> **Extracted entries**
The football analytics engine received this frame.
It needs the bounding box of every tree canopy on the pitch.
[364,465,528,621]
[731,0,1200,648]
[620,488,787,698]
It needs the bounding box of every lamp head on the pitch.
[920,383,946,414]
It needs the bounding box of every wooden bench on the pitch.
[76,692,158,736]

---

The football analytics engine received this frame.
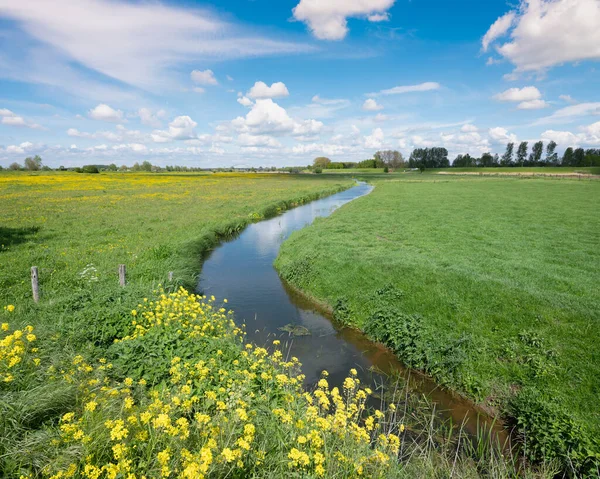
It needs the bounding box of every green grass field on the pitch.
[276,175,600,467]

> **Exercise details**
Give the number of lines in the data above that contain the word "every", matching case exactly. Reply with that number alone.

> **Result for this task**
4